Continue the news story below about Brian Davis's federal grant for a diabetic foot sensor, starting after its final sentence.

Exercise passage Start Marker

Image
Image NEWS-BRIAN DAVIS-SUB-AWARD Credit:Cleveland State University/Brian Davis Brian Davis (left), professor of engineering, works with a student in his lab.
Credit:Cleveland State University/Brian Davis
Brian Davis (left), professor of engineering, works with a student in his lab.

Professor acknowledged for his work on foot-related diabetic condition

Engineering professor Brian Davis wins federal funding for his work on a sensor that detects diabetic issues in the foot

Brian Davis, Ph.D., a professor in the Cleveland State engineering department, has received $75,000 in federal funding for his newest project, which focuses on developing a sensor-based system for monitoring stresses on a diabetic patient’s foot while they walk.

“I was very pleased to get this award,” Davis said. “It is the first federal grant I have received since joining CSU in 2019. I hope it is a forerunner of many more to come.”

One of the complications of diabetes is a condition known as Charcot Arthropathy. This is a complication that results in the collapse of a person’s foot. While it is not a common problem, it is devastating to those patients who experience a collapsed foot arch, and it often results in a foot being amputated. Davis's research is focused on preventing that from happening.

Exercise passage End Marker
Data extracts Start Marker

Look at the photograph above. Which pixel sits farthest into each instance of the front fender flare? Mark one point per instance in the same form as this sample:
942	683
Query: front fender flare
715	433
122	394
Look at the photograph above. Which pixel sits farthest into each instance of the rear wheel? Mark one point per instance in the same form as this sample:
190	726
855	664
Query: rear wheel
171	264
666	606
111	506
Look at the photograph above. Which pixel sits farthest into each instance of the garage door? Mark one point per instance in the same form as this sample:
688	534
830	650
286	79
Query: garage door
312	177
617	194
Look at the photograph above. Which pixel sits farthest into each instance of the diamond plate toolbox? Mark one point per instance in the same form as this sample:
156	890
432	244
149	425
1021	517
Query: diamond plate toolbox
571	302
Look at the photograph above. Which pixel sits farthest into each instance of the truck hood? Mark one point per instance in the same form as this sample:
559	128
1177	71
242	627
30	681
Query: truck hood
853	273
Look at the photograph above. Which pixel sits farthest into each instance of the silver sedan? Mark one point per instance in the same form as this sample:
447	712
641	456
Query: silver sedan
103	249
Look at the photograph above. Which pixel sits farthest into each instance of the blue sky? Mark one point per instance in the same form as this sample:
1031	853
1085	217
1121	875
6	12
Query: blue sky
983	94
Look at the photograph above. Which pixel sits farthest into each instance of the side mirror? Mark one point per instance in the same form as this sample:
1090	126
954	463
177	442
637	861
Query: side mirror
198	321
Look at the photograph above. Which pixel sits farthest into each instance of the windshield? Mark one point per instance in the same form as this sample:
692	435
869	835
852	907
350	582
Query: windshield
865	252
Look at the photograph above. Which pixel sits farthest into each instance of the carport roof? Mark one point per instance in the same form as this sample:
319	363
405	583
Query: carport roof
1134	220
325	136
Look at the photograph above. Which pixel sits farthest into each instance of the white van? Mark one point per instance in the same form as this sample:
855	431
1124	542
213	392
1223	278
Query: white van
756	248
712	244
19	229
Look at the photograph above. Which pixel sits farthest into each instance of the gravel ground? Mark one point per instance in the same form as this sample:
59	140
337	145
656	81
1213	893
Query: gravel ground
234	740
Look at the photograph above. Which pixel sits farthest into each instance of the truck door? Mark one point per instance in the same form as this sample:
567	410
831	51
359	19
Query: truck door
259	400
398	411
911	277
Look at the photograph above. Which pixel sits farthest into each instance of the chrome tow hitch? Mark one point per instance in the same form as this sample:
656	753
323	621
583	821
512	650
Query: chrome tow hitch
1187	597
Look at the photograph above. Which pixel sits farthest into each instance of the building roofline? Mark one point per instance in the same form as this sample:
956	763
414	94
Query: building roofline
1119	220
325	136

Data extracts End Marker

_The answer:_
Davis’s approach is to develop sensors that can detect the initial occurrence of the condition, and allow time for treatment to occur before the foot arch totally collapses. There are very few labs in the world focusing on skin stresses on patients with diabetes. Most researchers concentrate their efforts at looking at pressure on skin, whereas Davis looks for both pressure and frictional forces.

Davis's funding was part of a larger grant awarded to Innovative Science Solutions Inc., based in Dayton. The college has had a productive working relationship with ISSI for more than 10 years.

Engineers and researchers at ISSI have collaborated with Davis’s CSU-based lab to develop a platform for measuring skin stresses. This project is a natural extension of those efforts, mainly to take the technology to a smaller scale and create in-shoe sensors.

“Looking ahead,”  Davis said, “I anticipate bright students at CSU figuring out how to account for the influence of variables such as sweat, sock material, and weave patterns on frictional forces exerted on skin.”